● INPUT RECORDS
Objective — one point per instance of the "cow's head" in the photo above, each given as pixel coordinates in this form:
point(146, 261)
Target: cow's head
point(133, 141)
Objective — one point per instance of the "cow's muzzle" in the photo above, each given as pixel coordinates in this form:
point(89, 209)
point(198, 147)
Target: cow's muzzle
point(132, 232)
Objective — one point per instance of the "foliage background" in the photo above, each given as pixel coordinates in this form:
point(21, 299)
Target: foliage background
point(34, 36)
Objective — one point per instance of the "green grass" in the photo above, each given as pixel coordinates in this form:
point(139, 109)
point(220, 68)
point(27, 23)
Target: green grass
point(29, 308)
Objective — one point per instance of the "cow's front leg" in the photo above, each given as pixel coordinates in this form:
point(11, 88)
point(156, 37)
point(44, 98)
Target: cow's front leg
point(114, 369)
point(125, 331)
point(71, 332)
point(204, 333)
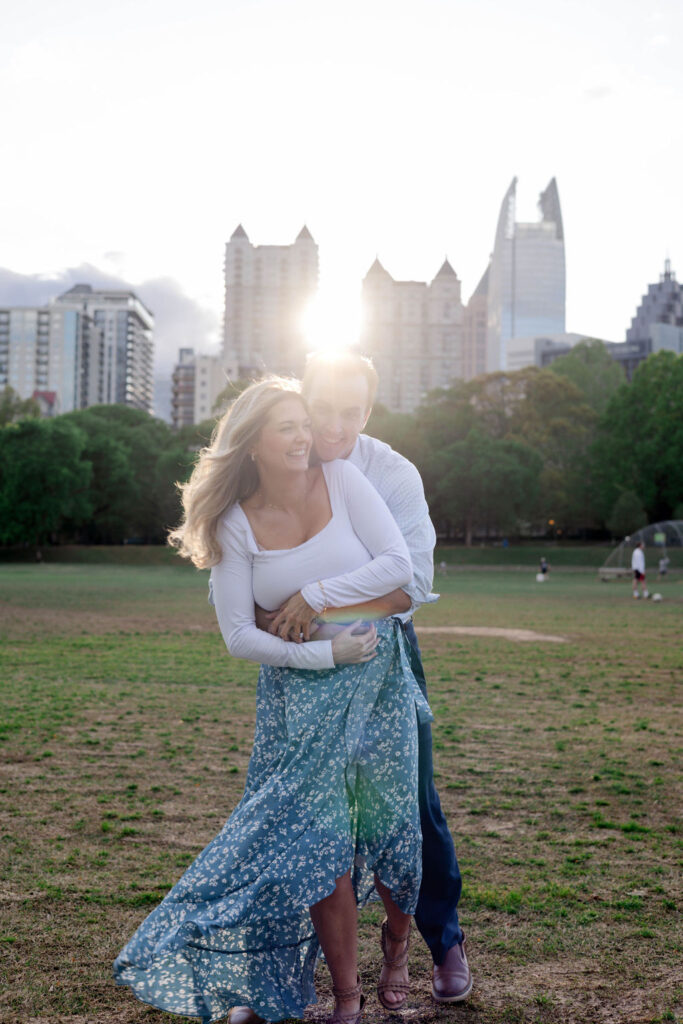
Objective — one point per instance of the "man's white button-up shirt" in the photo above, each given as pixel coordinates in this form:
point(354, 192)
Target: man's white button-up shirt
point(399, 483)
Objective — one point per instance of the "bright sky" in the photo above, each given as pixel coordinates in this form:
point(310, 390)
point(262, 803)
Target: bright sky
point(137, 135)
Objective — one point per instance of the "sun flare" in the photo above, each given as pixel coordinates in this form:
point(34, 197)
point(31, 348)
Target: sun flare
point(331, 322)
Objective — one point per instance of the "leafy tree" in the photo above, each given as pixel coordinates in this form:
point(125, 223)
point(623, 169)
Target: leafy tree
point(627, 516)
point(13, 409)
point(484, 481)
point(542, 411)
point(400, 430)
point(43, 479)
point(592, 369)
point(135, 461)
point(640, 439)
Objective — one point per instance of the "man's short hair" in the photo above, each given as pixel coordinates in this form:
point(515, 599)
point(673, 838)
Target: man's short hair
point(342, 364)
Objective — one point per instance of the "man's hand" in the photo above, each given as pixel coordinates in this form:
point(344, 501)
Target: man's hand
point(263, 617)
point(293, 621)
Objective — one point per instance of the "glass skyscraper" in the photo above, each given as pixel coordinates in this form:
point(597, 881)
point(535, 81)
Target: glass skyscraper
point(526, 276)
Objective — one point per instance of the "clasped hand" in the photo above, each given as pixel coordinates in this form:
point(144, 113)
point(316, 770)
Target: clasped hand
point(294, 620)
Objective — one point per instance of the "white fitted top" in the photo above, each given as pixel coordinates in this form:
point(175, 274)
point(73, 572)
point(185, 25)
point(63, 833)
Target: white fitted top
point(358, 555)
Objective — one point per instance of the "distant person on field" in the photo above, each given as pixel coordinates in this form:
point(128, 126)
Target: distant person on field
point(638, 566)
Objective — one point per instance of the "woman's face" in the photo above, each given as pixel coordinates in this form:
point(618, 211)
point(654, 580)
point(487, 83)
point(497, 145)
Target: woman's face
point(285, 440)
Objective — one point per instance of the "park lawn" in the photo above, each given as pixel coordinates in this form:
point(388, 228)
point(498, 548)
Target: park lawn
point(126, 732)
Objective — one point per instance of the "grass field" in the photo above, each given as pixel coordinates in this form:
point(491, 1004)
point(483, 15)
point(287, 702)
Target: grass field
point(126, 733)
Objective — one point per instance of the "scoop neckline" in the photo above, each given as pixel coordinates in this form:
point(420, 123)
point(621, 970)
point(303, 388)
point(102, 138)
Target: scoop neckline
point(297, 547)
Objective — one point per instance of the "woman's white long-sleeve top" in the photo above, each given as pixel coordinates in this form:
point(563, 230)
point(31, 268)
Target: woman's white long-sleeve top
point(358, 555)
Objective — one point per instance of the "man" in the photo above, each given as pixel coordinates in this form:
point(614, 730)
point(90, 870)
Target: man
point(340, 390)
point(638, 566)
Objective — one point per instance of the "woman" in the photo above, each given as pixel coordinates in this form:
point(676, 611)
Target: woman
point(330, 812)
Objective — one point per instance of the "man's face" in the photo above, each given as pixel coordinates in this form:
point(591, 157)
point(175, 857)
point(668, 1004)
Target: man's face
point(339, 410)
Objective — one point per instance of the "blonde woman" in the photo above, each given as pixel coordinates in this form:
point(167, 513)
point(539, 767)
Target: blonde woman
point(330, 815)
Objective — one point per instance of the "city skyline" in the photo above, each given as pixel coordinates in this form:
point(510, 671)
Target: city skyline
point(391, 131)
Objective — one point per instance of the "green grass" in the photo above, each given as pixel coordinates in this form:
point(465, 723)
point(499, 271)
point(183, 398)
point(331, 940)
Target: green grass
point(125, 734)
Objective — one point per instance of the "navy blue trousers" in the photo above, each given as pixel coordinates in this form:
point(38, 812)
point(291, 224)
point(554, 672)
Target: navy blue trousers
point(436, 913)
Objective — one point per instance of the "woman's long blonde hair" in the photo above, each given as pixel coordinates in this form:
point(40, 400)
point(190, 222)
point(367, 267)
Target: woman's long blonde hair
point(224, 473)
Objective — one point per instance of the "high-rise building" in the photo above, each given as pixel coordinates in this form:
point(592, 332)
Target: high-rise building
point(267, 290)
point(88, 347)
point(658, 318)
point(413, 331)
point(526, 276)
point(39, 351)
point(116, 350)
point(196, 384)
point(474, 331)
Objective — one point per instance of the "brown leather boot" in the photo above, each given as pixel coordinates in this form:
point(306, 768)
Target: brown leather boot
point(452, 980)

● WORK TASK
For the material above, reproduce exactly the lines from the line with "point(190, 222)" to the line with "point(592, 332)", inclusive, and exclude all others.

● SOLUTION TO THE EXERCISE
point(190, 222)
point(367, 267)
Target: woman's long blonde hair
point(224, 473)
Objective — one point per instance of the "high-rise building" in the photo above, each given as pixel coordinates in this form:
point(592, 332)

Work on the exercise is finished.